Entries taken from a collection
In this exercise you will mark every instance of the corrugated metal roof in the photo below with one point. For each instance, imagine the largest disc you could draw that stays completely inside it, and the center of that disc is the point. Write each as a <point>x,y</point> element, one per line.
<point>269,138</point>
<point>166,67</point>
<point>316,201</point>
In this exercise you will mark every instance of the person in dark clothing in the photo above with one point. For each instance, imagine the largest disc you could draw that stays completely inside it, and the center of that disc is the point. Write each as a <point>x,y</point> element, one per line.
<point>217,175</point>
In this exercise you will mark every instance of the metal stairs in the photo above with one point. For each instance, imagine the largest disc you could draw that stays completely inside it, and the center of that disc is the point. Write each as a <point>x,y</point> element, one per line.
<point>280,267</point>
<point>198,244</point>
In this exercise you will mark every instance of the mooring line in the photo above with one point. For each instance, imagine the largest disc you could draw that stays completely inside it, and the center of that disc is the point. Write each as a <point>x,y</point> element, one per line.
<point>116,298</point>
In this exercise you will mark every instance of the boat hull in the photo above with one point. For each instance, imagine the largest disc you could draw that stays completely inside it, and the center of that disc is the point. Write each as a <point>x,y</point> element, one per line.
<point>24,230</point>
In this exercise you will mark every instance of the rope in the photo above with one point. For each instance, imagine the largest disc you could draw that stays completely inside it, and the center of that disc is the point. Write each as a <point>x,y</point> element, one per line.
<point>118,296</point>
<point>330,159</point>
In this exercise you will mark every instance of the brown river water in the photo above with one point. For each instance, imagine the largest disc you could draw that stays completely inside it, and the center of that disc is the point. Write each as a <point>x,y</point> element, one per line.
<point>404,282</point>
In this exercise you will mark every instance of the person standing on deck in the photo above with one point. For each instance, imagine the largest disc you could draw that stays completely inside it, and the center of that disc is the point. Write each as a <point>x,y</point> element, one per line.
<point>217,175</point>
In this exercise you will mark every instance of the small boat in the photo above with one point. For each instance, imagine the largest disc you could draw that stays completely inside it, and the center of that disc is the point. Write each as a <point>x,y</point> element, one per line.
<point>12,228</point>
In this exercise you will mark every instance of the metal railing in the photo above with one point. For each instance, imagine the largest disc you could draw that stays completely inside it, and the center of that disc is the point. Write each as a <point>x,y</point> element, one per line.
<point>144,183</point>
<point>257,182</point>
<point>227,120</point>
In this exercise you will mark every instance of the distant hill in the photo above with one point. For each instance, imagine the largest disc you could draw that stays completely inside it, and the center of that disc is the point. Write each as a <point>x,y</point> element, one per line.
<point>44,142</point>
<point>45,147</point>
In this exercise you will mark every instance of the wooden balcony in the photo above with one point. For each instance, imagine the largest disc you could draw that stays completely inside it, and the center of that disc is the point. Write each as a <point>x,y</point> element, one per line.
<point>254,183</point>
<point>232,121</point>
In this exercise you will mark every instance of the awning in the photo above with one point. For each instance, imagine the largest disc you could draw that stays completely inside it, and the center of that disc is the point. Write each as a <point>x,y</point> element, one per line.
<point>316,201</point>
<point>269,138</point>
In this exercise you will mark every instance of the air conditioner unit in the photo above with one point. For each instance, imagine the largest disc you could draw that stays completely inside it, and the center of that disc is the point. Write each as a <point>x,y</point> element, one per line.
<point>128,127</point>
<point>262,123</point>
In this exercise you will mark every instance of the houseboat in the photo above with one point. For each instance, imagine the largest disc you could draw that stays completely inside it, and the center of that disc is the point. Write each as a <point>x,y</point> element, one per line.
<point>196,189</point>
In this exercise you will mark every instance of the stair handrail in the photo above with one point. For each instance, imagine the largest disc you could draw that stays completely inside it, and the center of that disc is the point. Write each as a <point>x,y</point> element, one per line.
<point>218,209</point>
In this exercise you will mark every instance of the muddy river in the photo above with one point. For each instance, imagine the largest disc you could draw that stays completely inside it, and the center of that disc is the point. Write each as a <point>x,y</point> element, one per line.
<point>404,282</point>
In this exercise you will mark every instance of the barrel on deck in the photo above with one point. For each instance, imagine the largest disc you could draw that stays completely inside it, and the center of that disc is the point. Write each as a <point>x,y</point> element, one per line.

● Problem description: In this exercise, give every record above again exactly.

● Output for this exercise:
In this exercise you will mark every instance of the corrugated metal roof in the photo below with one point. For each instance, imagine the largest disc you could draw that stays completely inside it, and the center of that disc is the point. Write each as a <point>x,y</point> element, one per line.
<point>269,138</point>
<point>166,67</point>
<point>316,201</point>
In this exercise you will mark every instance of the person in dark clothing in the photo above with one point. For each instance, imagine the largest disc you could draw that stays completely inside it, and the center of that disc is the point. Write each as a <point>x,y</point> element, one per line.
<point>217,175</point>
In this exercise you will mark every instance of the metal stairs in the photo above with one point. For each instance, imagine the largest disc you could draw that stays completely inside it, and the center of that disc is the point. Write each as a <point>x,y</point> element, one per line.
<point>280,267</point>
<point>198,244</point>
In this exercise you will mark every instance of the mooring line in the photo above with one point. For each instance, imagine the largest disc you could draw that stays completely inside it, and the center of that disc is the point. Write each as a <point>x,y</point> element, one per line.
<point>116,298</point>
In this exercise you will mark every instance of the boat hull in the photo above with one point. For each instance, imagine the largest disc you could draw that stays completely inside it, and the center of that disc is the point. Write each as a <point>x,y</point> element, one per line.
<point>24,230</point>
In this exercise you will mark every instance of the rope in the photo above with one point. For each instance, imagine the largest disc you could draw that stays completely inside it, and the center of that disc is the point. Write each as a <point>x,y</point> element, one per line.
<point>118,296</point>
<point>330,159</point>
In this exercise you will mark every instance of the brown river water in the photo above with one point. For each instance, imagine the largest disc you could draw that stays completely inside it, and the center of that disc is the point. Write each as a <point>x,y</point> element, one per line.
<point>404,282</point>
In this exercise you will mark every instance of the person standing on deck in the photo above with one point. For each instance, imagine the largest disc you could draw that stays completely inside it, and the center of that disc is the point. Write each as a <point>x,y</point> element, one per line.
<point>217,175</point>
In this exercise you will mark every instance of the small boat in the photo above with one point. For each instance, imagine the largest disc you could draw that stays completely inside it, and the center of that disc is the point. Write each as a <point>x,y</point> element, one per line.
<point>12,228</point>
In this exercise you will mark every instance of the metal railing in the photo above with one point. For each instance, imagine the largest disc you could draw that stays completely inside it, and the center of that disc is the point. Write each as a <point>x,y</point> element, one per line.
<point>144,183</point>
<point>257,182</point>
<point>227,120</point>
In this exercise you will mark every instance of the distant hill in the photo above with one point. For each instance, imagine the largest disc you could draw that stays completely inside it, and the center of that disc is the point. Write each as a <point>x,y</point> element, one per line.
<point>44,142</point>
<point>45,147</point>
In this exercise you will mark every instance of the wooden balcony in the photo above with one point. For each instance, imagine the largest disc you could draw that stays completely inside it, and the center of that disc is the point. Write each as a <point>x,y</point> element, one per line.
<point>254,183</point>
<point>232,121</point>
In this exercise you will mark every instance of the awning in the photo above with one point. For each instance, imagine the largest disc you could draw that stays completely inside it, and the center of that disc is the point. Write each as a <point>x,y</point> element, one per line.
<point>316,201</point>
<point>269,138</point>
In this exercise you will mark every instance of the air conditioner unit in the photo above with one point. For each instance, imagine the largest disc you could draw that stays completely inside it, and the center of that disc is the point. Write each as a <point>x,y</point> element, one per line.
<point>128,127</point>
<point>262,123</point>
In this exercise you will mark every instance of the houseboat in the photo above with one point. For each instance, imagine the largest disc you could draw that stays completely inside it, and the center of that disc is the point. Write each as a <point>x,y</point> element, one per line.
<point>196,189</point>
In this exercise you will mark every instance of the stair handrail in the photo above with one point. For each instance, imagine the largest disc you could draw that stays completely inside it, and the center of that disc is the point. Write each as a <point>x,y</point> element, one per line.
<point>218,209</point>
In this exercise you will mark every instance of the muddy river in the photo above with one point. For each instance, imagine the largest disc you could draw that stays completely inside it, and the center of that disc is the point. Write each as a <point>x,y</point> element, one per line.
<point>404,282</point>
In this exercise you will mark every instance of the barrel on deck in the photo above with one point. For each instance, imagine the largest disc you could draw that stays completely inside it, and the center of that disc is the point. Write each as a <point>x,y</point> element, one per line.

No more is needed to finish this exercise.